Beginning at the line that contains "Target: black stripe on boat", transcribe every line up to the last one in the material below. Include no other lines.

- RECORDS SHOWN -
⁂
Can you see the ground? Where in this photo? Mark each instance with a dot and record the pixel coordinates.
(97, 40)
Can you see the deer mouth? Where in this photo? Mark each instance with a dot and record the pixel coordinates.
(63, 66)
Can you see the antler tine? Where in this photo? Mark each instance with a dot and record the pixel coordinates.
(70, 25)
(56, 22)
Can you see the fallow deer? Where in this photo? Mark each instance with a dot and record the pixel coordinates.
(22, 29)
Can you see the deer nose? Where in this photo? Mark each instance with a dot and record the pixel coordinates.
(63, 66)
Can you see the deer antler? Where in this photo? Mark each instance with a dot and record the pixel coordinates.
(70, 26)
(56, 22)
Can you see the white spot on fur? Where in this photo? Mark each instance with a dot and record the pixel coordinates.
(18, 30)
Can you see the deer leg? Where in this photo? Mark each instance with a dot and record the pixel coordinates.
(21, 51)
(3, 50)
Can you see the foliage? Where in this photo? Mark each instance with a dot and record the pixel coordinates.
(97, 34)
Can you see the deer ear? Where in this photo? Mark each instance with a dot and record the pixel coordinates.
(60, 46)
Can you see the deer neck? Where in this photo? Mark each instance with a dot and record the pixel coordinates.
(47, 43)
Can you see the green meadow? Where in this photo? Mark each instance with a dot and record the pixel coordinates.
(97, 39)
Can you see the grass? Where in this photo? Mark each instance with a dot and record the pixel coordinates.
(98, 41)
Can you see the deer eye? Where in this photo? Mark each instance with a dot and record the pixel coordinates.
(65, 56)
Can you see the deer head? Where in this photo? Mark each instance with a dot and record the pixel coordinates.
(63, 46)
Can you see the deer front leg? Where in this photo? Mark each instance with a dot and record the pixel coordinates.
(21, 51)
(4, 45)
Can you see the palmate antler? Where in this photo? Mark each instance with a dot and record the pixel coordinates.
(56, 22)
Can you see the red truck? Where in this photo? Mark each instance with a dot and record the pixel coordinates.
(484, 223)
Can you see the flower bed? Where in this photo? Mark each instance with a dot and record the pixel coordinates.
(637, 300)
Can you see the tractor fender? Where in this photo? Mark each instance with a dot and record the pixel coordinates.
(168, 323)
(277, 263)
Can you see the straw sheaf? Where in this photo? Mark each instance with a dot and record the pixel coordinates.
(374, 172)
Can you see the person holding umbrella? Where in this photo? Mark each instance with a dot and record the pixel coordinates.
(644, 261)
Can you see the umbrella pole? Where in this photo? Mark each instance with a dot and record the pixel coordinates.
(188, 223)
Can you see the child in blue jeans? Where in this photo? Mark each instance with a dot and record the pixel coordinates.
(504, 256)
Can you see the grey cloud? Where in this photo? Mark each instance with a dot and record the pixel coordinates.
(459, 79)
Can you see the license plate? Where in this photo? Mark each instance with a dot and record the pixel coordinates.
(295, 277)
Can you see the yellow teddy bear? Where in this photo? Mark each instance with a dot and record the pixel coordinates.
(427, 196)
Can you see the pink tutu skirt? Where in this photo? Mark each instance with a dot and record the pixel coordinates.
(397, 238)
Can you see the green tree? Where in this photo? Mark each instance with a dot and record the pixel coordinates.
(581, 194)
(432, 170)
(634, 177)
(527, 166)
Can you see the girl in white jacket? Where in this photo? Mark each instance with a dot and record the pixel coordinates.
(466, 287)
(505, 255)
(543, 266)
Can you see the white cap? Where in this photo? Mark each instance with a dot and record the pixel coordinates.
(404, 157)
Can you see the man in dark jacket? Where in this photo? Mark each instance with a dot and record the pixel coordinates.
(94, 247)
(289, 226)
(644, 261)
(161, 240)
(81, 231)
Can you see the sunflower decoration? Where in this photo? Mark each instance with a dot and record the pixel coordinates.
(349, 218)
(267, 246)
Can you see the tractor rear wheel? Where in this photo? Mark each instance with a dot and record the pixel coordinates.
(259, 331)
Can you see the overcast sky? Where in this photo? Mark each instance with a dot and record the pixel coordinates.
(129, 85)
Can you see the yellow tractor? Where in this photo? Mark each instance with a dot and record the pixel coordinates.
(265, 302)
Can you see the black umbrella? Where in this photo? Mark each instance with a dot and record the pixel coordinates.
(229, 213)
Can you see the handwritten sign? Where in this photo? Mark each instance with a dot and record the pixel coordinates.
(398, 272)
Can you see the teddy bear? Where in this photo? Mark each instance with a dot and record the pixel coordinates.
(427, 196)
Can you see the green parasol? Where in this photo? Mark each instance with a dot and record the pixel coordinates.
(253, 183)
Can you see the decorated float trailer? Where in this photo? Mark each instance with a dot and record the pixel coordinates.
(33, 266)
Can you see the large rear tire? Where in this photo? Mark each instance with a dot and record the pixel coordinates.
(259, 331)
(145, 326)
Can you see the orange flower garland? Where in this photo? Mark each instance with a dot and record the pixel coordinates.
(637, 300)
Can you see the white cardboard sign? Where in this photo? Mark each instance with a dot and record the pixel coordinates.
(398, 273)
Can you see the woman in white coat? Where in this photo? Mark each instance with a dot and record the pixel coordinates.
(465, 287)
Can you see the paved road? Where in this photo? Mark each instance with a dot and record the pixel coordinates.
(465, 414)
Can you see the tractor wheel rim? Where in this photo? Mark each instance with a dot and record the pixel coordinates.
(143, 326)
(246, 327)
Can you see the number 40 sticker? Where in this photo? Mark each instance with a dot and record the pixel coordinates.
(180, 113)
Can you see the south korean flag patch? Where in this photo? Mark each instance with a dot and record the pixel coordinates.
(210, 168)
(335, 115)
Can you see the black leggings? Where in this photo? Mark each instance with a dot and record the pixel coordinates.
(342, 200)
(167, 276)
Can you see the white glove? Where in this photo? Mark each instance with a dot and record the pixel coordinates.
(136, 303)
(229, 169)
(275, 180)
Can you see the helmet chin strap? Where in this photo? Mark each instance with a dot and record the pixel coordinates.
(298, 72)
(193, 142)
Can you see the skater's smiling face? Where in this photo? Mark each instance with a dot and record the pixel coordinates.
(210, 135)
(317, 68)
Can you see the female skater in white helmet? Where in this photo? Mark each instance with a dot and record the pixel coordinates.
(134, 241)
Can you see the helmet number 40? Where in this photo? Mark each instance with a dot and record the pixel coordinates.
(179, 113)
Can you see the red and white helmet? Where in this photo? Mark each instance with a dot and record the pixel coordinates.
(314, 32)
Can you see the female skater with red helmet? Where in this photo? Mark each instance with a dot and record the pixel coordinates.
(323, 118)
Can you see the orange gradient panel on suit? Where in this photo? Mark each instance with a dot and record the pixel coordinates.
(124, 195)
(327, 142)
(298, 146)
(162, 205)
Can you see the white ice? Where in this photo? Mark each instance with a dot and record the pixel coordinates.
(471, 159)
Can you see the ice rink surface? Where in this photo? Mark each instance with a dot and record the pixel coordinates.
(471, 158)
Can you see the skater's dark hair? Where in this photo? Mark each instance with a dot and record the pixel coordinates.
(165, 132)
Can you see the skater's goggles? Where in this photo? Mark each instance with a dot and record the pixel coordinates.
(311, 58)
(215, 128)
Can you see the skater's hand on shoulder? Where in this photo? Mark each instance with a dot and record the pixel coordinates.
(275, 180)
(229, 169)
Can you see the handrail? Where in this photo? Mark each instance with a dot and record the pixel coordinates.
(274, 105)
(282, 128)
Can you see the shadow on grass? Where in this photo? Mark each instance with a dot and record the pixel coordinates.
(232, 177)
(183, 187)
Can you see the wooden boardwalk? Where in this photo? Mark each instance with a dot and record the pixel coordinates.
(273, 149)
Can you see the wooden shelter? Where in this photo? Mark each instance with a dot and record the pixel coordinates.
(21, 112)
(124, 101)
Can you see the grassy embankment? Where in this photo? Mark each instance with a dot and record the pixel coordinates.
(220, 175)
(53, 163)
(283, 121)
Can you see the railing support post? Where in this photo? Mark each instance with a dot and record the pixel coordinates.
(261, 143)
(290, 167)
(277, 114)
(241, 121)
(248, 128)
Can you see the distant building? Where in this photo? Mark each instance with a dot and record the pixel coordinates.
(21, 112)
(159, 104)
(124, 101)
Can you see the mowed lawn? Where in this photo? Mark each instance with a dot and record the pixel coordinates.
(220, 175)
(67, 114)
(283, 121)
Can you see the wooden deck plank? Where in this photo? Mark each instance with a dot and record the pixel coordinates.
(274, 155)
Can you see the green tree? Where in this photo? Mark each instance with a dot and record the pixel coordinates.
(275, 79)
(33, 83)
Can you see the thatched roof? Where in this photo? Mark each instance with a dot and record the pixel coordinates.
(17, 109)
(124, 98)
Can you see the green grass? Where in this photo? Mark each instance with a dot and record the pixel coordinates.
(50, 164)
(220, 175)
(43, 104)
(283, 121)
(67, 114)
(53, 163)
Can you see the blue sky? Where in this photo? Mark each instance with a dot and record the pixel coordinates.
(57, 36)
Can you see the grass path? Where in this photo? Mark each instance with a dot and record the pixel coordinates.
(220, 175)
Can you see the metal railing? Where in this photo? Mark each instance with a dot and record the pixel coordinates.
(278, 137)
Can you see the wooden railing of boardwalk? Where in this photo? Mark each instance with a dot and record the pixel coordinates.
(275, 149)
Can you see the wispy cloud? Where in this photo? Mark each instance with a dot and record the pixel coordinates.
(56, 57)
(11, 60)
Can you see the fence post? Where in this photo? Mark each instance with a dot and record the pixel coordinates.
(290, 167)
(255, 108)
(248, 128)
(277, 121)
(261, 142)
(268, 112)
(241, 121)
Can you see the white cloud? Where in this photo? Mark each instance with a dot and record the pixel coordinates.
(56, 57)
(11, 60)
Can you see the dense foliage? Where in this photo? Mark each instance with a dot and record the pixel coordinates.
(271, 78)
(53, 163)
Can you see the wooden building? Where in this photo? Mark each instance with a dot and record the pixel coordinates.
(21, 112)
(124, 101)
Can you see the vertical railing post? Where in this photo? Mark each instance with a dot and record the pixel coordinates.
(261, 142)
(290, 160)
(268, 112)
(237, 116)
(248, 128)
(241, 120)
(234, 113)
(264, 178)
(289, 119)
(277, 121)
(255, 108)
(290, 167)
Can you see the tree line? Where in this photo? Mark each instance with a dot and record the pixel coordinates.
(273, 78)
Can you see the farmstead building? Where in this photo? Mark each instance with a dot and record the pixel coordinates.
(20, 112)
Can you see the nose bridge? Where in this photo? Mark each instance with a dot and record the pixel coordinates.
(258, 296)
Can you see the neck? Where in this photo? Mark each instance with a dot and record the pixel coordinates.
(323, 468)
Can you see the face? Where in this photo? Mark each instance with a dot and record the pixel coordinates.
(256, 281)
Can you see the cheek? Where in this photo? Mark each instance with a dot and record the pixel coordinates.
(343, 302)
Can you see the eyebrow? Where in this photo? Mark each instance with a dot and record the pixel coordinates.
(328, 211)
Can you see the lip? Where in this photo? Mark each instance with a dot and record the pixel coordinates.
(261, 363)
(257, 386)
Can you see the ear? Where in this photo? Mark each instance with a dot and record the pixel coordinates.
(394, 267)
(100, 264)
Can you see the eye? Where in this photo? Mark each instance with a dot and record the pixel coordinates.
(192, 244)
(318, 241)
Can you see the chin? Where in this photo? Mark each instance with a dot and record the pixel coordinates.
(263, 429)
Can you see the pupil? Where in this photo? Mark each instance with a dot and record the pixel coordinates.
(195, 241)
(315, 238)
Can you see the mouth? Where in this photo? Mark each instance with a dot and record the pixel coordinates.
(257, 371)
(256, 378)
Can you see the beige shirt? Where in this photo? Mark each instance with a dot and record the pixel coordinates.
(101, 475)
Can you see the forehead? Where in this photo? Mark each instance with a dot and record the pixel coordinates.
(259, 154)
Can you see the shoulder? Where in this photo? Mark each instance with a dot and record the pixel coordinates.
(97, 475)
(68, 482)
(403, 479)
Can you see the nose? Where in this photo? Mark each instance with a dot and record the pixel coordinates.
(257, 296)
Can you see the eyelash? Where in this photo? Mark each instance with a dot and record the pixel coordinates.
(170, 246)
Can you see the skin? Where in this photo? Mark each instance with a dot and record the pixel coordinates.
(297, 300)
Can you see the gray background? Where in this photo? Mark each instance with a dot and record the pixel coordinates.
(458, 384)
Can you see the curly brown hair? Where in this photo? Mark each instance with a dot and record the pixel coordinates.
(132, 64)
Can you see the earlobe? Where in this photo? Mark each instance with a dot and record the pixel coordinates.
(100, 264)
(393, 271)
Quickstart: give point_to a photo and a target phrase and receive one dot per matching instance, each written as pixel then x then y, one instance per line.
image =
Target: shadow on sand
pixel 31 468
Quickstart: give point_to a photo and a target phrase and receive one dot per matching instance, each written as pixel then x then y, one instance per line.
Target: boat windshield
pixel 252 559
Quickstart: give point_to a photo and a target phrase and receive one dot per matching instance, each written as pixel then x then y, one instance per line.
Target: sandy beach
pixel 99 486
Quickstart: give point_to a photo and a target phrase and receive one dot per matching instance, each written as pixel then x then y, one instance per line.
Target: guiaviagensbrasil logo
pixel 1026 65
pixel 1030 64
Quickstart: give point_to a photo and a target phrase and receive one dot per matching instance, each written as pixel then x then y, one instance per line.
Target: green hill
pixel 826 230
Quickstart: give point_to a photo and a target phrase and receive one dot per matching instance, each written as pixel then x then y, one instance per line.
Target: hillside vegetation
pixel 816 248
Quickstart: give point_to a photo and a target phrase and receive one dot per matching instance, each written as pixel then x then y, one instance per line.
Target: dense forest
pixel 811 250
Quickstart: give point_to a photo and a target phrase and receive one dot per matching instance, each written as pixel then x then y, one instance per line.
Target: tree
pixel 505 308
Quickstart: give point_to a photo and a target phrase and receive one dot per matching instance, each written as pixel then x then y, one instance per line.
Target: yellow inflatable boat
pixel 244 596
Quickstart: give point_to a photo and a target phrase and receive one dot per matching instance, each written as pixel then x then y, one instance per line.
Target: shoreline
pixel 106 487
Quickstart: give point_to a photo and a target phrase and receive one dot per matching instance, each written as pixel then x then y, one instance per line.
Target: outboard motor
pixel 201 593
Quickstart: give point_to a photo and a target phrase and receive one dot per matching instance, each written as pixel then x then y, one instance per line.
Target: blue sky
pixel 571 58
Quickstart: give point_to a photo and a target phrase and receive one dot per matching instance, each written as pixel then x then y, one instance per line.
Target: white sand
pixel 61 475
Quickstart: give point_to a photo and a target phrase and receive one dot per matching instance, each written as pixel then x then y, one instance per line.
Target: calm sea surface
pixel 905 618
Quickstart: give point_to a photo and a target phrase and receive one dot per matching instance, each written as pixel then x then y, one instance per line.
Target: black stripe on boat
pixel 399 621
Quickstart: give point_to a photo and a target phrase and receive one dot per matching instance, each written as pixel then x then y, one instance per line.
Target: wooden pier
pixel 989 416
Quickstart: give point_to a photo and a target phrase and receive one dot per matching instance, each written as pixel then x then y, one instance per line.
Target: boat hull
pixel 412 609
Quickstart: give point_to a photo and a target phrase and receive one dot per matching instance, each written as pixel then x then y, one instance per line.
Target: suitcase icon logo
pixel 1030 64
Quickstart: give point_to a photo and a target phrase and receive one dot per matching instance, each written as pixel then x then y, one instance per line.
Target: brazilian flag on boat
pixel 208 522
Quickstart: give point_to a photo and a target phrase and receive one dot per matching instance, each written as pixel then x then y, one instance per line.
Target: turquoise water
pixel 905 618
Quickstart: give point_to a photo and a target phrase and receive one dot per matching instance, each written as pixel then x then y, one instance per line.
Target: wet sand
⁂
- YOUR SOLUTION -
Target: black stripe on boat
pixel 399 621
Quickstart: give point_to a photo and a target phrase and receive one dot per matching instance, each written as pixel then x then y, one instance per line.
Target: wooden pier
pixel 989 416
Quickstart: give point_to a photo and a target phrase and receive one dot per matching instance, each written as pixel then x then y, one instance per line.
Target: boat hull
pixel 412 609
Quickstart: give point_to a photo and a target phrase and receive one dot per matching instance, each written as pixel then x then y, one instance per line.
Target: suitcase icon logo
pixel 1030 64
Quickstart: give point_to a photo and a target phrase and receive one dot per matching instance, each written as pixel then x then y, one instance per line.
Target: brazilian flag on boat
pixel 208 522
Quickstart: give point_to a photo and a target phrase and receive one dot per matching instance, each written as pixel then x then y, one instance per line.
Target: turquoise water
pixel 905 618
Quickstart: give point_to a photo and a target phrase and receive one dot per matching instance, each written as pixel then x then y, one instance per line.
Target: wet sand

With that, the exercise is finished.